Yang Perlu Dikerjakan >>
a. Jawablah pertanyaan berikut berdasarkan tulisan tentang TOS di bawah, satu jawaban per baris dengan penanda yang sama:
(i) Aturan main menjadi cara negosiasi antara dua kepentingan yang mana?
(ii) Di situs apa calon konsumen datang untuk menulis blog?
(iii) Apa yang sebaiknya dilakukan jika aturan main masih kurang jelas?
b. Apakah tiap pernyataan berikut sesuai dengan tulisan tentang TOS di bawah? Jawab ya atau tidak, lalu kutip kata-kata penentunya dari tulisan itu.
(i) Aturan main digambarkan pendek dan ringkas.
(ii) Penulis sudah membaca penjelasan aturan main di lingkungan anime.
(iii) Menulis blog di Wordpress.com pada dasarnya diperbolehkan.
c. Teruskan tulisan tentang TOS di bawah, mulai sesudah kalimat terakhirnya.

Kutipan Teks >>
>>>>>

Pada hari yang sama tatkala Alfred Alinazar
mempertanyakan,
So,
ngapain buang-buang waktu membaca TOS?
, Idban Secandri
mengeluhkan, Dikasih Gratis Malah Dijual, Ya ini
BANGSAMUā¢.
Keduanya menulis hal yang secara teknis mudah dilakukan, dari sisi
hukum lebih sulit diurus, dan rasa peduli yang meletakkan tulisan
keduanya pada sisi berseberangan.
TOS, EULA, atau sejenis mereka, adalah sebuah “aturan main” dan bagian dari cara negosiasi antara dua kepentingan, produsen dan konsumen. Baik yang diproduksi berupa barang atau layanan. Aturan main ini penting agar kedua belah pihak sadar kemampuan yang diberikan dan kekurangan yang dimiliki. Dalam iklim yang egaliter, negosiasi adalah cara yang sehat untuk melakukan perundingan tata cara hidup bersama.
Jika yang dipersoalkan adalah materi aturan main yang demikian rumit, penuh dengan bahasa hukum, dan seolah-olah tiada berfaedah karena ada bagian sapu jagat, bagaimana jika cara pembacaan yang diperbaiki?
Cari bagian yang relevan. Aturan main tentu panjang dan bertele-tele, karena pihak yang dicakup sedemikian luas, apalagi urusan sekarang ini yang berjangkauan multinasional.
Sebenarnya, dari motivasi calon konsumen pun sudah membantu dalam mencari bagian yang relevan. Mereka yang datang untuk menulis blog di Wordpress.com tentu dapat memulai dengan pertanyaan: jenis materi blog apa yang dilarang di sini? Karena menulis blog di Wordpress.com pada dasarnya halal.
Sebaliknya, mereka yang datang untuk kegiatan selain menyediakan blog di sana, tentu berada pada sisi berbeda: apakah saya boleh melakukan hal ini dan jika boleh, sejauh mana? Jika masih kurang jelas juga, kontak langsung layanan konsumen mereka. Bahkan jika fasilitas yang kita perlukan belum tersedia, hal ini dapat dijadikan sarana untuk “menantang” mereka agar menyediakan fasilitas tersebut. Sudah lazim penyedia jasa mendengar umpan balik dari calon pemakai.
Saya belum membaca penjelasan aturan main di lingkungan anime yang disebut Idban, namun jika penyedia anime mengizinkan materi tersebut dijual (lagi) tentu bukan tindakan bodoh penjual atau pembeli dengan transaksi tersebut. Misalnya atas dasar alasan logis bahwa harga koneksi Internet di negeri ini masih dianggap mahal atau si calon pembeli bersikukuh menolak pemakaian fasilitas kantor untuk keperluan pribadi. Si penjual juga tidak akan terlalu berani bermain-main dengan meraup laba besar karena pada dasarnya dia perlu menyadari bahwa materi tersebut bebas digandakan.

<<<<<

Data Tercatat >>
>>>>>

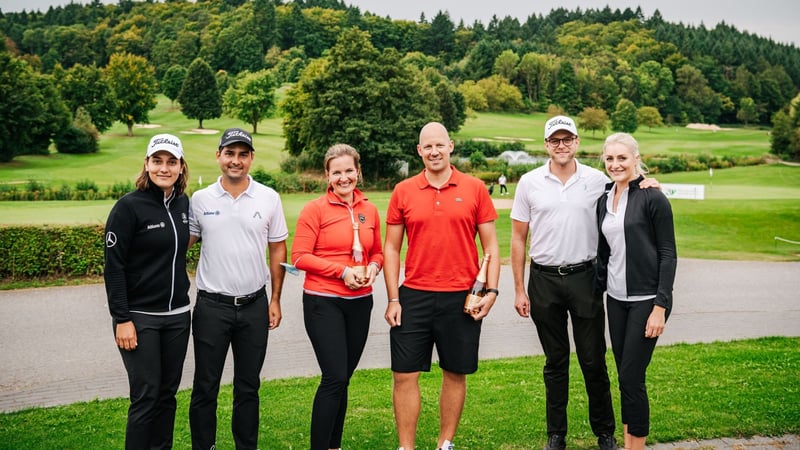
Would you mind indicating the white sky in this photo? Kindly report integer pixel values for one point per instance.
(778, 19)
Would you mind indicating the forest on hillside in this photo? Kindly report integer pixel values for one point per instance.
(595, 59)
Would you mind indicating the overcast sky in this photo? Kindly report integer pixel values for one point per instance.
(778, 19)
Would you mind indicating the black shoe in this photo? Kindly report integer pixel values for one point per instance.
(606, 442)
(555, 442)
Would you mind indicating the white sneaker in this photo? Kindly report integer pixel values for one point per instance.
(447, 445)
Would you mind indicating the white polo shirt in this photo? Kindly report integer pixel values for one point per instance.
(235, 234)
(561, 217)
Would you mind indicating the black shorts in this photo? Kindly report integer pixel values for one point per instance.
(434, 318)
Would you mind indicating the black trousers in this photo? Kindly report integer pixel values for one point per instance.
(554, 298)
(632, 354)
(215, 327)
(338, 330)
(154, 375)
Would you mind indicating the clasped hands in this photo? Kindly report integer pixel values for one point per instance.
(355, 280)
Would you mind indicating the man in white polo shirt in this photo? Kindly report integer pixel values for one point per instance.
(556, 202)
(237, 220)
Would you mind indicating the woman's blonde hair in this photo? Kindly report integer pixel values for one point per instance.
(628, 141)
(338, 150)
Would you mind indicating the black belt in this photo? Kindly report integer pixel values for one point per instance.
(564, 269)
(235, 300)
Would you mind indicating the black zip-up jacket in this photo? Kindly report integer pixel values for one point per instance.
(145, 254)
(651, 257)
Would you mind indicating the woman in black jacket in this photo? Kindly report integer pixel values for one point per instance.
(147, 234)
(636, 267)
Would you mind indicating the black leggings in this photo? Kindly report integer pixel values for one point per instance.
(632, 353)
(338, 330)
(154, 375)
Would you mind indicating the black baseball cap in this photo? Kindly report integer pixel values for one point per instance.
(233, 135)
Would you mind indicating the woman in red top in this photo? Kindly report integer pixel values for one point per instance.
(338, 244)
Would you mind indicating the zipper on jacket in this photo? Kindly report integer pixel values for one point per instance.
(167, 204)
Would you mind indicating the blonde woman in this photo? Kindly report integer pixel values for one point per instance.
(636, 267)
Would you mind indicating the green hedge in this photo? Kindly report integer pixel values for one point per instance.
(40, 252)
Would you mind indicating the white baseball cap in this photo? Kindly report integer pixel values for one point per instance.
(165, 142)
(559, 123)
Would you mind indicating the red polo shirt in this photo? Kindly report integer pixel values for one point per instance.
(441, 225)
(323, 241)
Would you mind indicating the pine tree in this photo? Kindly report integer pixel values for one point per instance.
(199, 98)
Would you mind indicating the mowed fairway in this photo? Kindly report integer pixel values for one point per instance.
(744, 210)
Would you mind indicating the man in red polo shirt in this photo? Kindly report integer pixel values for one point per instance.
(440, 210)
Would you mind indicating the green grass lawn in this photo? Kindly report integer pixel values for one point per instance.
(698, 391)
(744, 210)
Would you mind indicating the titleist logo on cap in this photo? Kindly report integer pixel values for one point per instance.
(559, 121)
(159, 141)
(237, 133)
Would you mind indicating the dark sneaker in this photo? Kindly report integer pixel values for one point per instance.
(606, 442)
(556, 442)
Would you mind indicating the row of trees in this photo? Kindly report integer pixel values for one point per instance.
(575, 58)
(354, 72)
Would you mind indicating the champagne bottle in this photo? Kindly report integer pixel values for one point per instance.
(357, 263)
(478, 287)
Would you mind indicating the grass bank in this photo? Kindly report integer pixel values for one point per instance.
(697, 391)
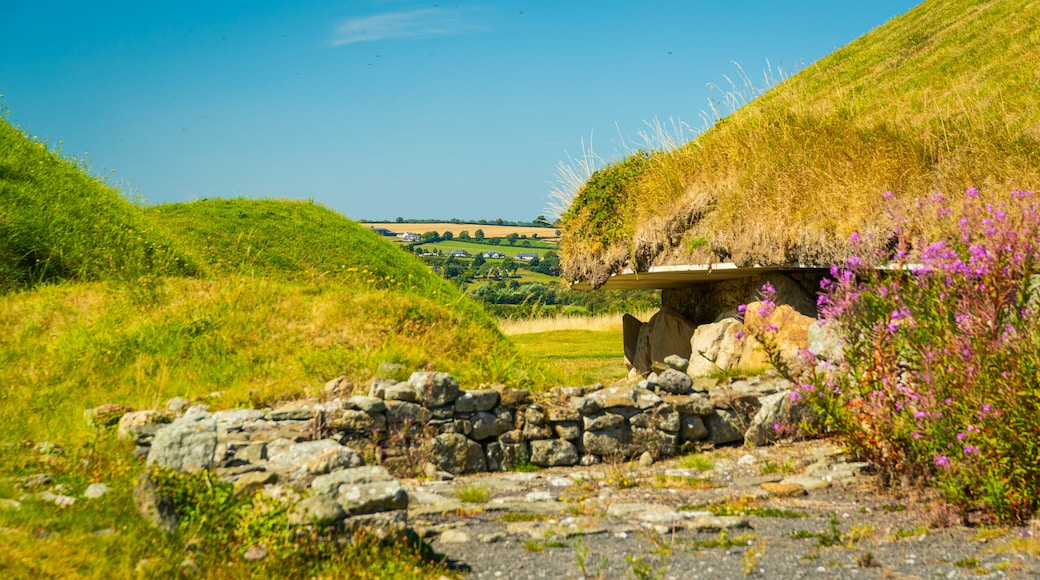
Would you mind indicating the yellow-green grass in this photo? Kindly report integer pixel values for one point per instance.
(490, 231)
(473, 248)
(943, 98)
(575, 357)
(59, 223)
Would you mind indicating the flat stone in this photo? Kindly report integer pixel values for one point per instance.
(96, 491)
(294, 411)
(368, 404)
(624, 397)
(553, 452)
(781, 490)
(400, 392)
(691, 404)
(452, 536)
(603, 421)
(316, 510)
(472, 401)
(435, 389)
(807, 483)
(329, 484)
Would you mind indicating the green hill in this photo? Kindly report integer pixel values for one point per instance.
(57, 223)
(941, 99)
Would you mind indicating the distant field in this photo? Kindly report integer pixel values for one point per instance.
(474, 248)
(456, 229)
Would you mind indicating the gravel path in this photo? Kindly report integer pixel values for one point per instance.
(795, 510)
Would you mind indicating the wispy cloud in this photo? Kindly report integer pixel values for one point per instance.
(426, 22)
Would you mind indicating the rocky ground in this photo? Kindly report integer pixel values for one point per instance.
(791, 510)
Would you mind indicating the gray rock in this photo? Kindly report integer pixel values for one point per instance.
(357, 421)
(400, 392)
(294, 411)
(603, 421)
(371, 498)
(457, 454)
(379, 386)
(825, 341)
(96, 491)
(724, 427)
(666, 419)
(435, 389)
(692, 428)
(330, 484)
(313, 456)
(320, 510)
(486, 425)
(391, 371)
(691, 404)
(187, 444)
(136, 423)
(607, 442)
(569, 430)
(677, 363)
(624, 397)
(479, 400)
(368, 404)
(157, 510)
(385, 526)
(403, 413)
(553, 452)
(674, 381)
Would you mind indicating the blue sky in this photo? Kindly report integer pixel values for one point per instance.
(383, 108)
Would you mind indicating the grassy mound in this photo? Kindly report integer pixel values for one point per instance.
(941, 99)
(57, 223)
(228, 302)
(257, 299)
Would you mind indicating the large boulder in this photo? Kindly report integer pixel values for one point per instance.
(187, 444)
(666, 333)
(787, 327)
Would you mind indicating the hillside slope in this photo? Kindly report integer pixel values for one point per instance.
(943, 98)
(58, 223)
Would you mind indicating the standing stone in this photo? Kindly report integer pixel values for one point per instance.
(631, 327)
(553, 452)
(157, 510)
(435, 389)
(187, 444)
(457, 454)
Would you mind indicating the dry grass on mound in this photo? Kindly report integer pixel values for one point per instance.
(602, 322)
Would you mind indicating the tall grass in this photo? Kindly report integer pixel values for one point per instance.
(58, 223)
(942, 98)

<<<<<

Jawaban >>
a.
(i) Produsen dan konsumen.
(ii) Wordpress.com.
(iii) Menghubungi langsung layanan konsumen mereka.

b.
(i) Tidak: "Aturan main tentu panjang dan bertele-tele"
(ii) Tidak: "Saya belum membaca penjelasan aturan main di lingkungan anime yang disebut Idban"
(iii) Ya: "Karena menulis blog di Wordpress.com pada dasarnya halal."

c.
Sebelum Idban bertambah berang atau malah menghadiahi saya cakram optik anime, saya ingin menekankan bahwa persoalan tersebut bukan semata-mata ihwal kekurangajaran, “dikasih gratis terus dijual”, hingga terdapat penjelasan bahwa penjualan kembali memang dilarang.
Hal ini juga yang sering masih menyulitkan produk perangkat lunak gratis dibanding perangkat lunak bebas (sekaligus menunjukkan bahwa, “gratis tidak otomatis bebas”). Perangkat lunak basisdata Oracle misalnya, walaupun disediakan gratis untuk keperluan pengembangan, tentu tidak mudah disebarluaskan layaknya GNU/Linux yang bebas.
Aturan main dari perspektif kewajiban dan hak. Kita dapat saja melakukan apapun dengan sejumlah persiapan jika kondisi buruk terjadi, namun bagaimana dengan dampaknya bagi orang lain? Bukankah dengan demikian kita menjadi terlihat egois dan hanya bersiap-siap yang penting selamat jika kecelakaan terjadi? Atau dalam ungkapan yang lebih lunak: dalam sebuah transaksi, sudah menjadi itikad baik dari kedua belah pihak untuk mengetahui kewajiban dan imbalan masing-masing.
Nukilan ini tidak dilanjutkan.